## Task item
Please find each line in the listing below that contains the word "instance", and copy those lines out in full.

## Given entries
++++++++++

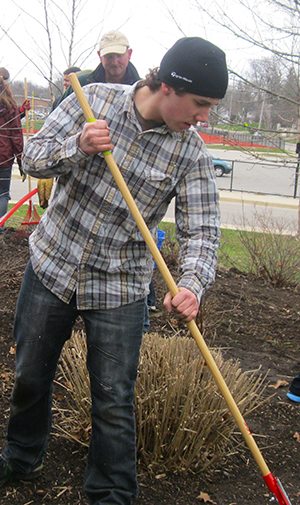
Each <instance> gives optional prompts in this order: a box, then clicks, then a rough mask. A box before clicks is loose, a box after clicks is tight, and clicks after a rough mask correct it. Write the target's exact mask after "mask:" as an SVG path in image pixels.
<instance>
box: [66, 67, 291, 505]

++++++++++

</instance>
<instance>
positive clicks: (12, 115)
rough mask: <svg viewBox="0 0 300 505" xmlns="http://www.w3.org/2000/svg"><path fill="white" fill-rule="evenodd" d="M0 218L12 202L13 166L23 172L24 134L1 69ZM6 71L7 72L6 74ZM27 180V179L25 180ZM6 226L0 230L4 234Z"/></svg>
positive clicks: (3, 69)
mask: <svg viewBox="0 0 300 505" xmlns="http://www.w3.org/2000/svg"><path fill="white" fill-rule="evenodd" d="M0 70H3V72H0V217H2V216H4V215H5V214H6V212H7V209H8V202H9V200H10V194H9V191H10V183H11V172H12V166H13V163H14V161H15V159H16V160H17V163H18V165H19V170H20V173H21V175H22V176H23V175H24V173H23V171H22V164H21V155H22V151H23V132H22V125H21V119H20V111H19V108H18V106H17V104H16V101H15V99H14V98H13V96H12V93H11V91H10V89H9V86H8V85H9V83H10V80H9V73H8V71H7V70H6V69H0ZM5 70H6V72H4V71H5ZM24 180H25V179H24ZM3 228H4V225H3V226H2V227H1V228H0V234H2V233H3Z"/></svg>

++++++++++

## Solution to this exercise
Each <instance> gives optional prompts in this order: a box, then clicks, then a rough mask. A box before clicks is loose, a box after clicks is tight, and clicks after a rough mask correct it. Write the target's exact mask after "mask:" as an SVG path in image pixels.
<instance>
</instance>
<instance>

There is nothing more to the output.